[Region pointing data]
..........

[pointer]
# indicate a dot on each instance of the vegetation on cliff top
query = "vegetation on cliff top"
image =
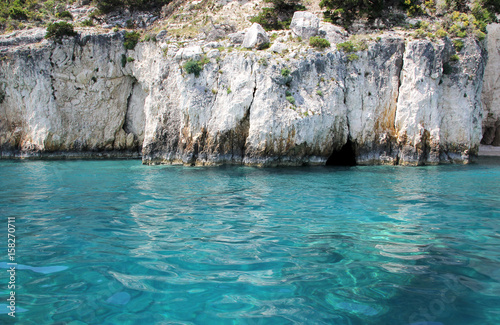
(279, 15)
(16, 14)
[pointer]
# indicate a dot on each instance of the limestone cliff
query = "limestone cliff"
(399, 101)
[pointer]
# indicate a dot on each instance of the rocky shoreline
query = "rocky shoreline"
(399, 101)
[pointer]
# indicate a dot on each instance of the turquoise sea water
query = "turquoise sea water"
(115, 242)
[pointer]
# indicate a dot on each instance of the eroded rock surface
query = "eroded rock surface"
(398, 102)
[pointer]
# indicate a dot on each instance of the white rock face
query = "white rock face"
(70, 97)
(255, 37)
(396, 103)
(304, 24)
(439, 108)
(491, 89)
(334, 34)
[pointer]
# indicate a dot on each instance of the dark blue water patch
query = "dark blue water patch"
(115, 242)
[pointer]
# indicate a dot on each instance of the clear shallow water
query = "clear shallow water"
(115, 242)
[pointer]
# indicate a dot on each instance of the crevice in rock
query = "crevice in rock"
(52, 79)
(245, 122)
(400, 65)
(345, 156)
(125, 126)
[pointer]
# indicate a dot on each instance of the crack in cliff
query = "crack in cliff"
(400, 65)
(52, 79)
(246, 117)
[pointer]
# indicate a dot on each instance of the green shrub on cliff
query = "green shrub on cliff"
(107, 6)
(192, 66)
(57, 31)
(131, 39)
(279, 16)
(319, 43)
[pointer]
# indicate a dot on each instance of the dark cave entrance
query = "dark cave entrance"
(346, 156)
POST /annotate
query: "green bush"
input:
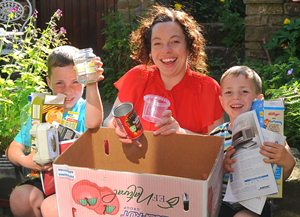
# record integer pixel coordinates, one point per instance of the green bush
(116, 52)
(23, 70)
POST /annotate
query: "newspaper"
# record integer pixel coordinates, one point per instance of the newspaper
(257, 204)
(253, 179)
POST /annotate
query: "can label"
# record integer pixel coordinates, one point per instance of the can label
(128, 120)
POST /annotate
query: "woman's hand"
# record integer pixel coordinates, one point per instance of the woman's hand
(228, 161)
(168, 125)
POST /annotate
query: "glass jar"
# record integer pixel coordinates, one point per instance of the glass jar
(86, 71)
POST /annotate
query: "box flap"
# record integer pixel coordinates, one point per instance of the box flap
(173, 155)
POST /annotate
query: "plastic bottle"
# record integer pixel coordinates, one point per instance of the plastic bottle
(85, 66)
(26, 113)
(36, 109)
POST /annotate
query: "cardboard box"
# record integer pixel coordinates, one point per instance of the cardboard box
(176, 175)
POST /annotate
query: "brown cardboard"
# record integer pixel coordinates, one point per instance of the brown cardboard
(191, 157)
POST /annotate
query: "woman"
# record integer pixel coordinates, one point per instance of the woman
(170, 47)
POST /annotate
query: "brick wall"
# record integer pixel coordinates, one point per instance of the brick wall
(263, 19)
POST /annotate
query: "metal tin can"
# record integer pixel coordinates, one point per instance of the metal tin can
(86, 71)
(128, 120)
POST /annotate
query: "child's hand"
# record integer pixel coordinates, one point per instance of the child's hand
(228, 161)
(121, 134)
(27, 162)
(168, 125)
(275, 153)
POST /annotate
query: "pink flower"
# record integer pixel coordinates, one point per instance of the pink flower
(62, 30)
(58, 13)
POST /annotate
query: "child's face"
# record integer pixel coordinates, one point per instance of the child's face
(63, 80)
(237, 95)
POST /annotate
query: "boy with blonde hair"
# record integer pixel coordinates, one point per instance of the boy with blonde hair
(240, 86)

..........

■ **REQUIRED WORK**: Give a verbatim transcription of the entries, leaving out the pictures.

■ **RESULT**:
[pointer]
# indicate a dot on each instance of the vegetation on cliff top
query = "vegetation on cliff top"
image =
(279, 15)
(16, 14)
[pointer]
# indicate a dot on each instance of the limestone cliff
query = "limestone cliff"
(399, 101)
[pointer]
# indicate a dot on each instance of the rocky shoreline
query = "rocky shoreline"
(399, 101)
[pointer]
# indicate a dot on each instance of the turquoise sea water
query = "turquoise sea water"
(115, 242)
[pointer]
# indicate a dot on each instance of the eroded rock surface
query = "eroded rock surface"
(398, 102)
[pointer]
# indicate a dot on each instance of the white rock face
query = "white rock face"
(70, 97)
(255, 37)
(396, 103)
(304, 24)
(439, 108)
(491, 89)
(334, 34)
[pointer]
# indicate a dot on each instance of the dark blue water patch
query = "dark blue water patch"
(115, 242)
[pointer]
# indicate a dot on each instance of the clear shallow water
query = "clear shallow water"
(115, 242)
[pointer]
# indicate a dot on each instance of the crevice in rock
query = "crevice in rock"
(52, 79)
(245, 122)
(400, 65)
(345, 156)
(125, 126)
[pointer]
# indicate a dot on each instance of the crack in cliff
query = "crack in cliff"
(400, 65)
(52, 79)
(246, 117)
[pointer]
# indicate a dot on each instance of the green shrub on cliff
query = "green shrub on cliff"
(107, 6)
(192, 66)
(57, 31)
(131, 39)
(279, 16)
(319, 43)
[pointer]
# indicate a dot on each instance of the dark cave entrance
query = "dark cave entrance"
(346, 156)
POST /annotate
query: "green bush"
input:
# record integer pixel coordinates, one point per instance of the green bush
(116, 52)
(23, 70)
POST /annotate
query: "newspaper"
# record integer pixel coordinates, one point per instance of the newspaper
(257, 204)
(253, 179)
POST /annotate
query: "can label"
# record integer pixel coordinates, one point per instance of the can label
(128, 120)
POST /annotate
query: "woman's hand"
# record integer pixel coordinates, one point per instance of the woman's hand
(228, 161)
(168, 125)
POST /annotate
query: "glass jar"
# record integer pixel coordinates, one point per instance of the glass jar
(86, 71)
POST /annotate
query: "box flap"
# record integer pixel coordinates, one point per instance of the box flap
(173, 155)
POST /annotate
query: "plastic bottle"
# record integer pixel coordinates, one point per instance of the plastic bottle
(85, 66)
(26, 113)
(36, 109)
POST /annotate
query: "cardboard box"
# record integer pixel coordinates, one point per instance of the cardboard box
(176, 175)
POST /annotate
query: "brown cardboard"
# record integer pixel coordinates, one point per instance of the brown cardboard
(191, 157)
POST /annotate
query: "woman"
# record integer pixel coordinates, one point per instance of the woman
(170, 47)
POST /annotate
query: "brick wall"
# record integer pixel coordinates, one point per instance of the brick wall
(263, 19)
POST /annotate
query: "metal tin can"
# record integer pixel coordinates, one point per instance of the metal tin can
(86, 71)
(128, 120)
POST /annotate
query: "child's hand"
# record integer pixel coordinates, one point per instance of the child's hand
(228, 161)
(121, 134)
(27, 162)
(168, 125)
(275, 153)
POST /annotate
query: "pink flower"
# record integer pixel coordinates, one point per instance of the pink flower
(62, 30)
(58, 13)
POST /annotate
query: "child's face"
# record integer pixel coordinates, one point per instance of the child's face
(63, 80)
(237, 95)
POST /annotate
query: "boy with blonde hair"
# record integer pixel coordinates, one point per instance of the boy with blonde hair
(240, 86)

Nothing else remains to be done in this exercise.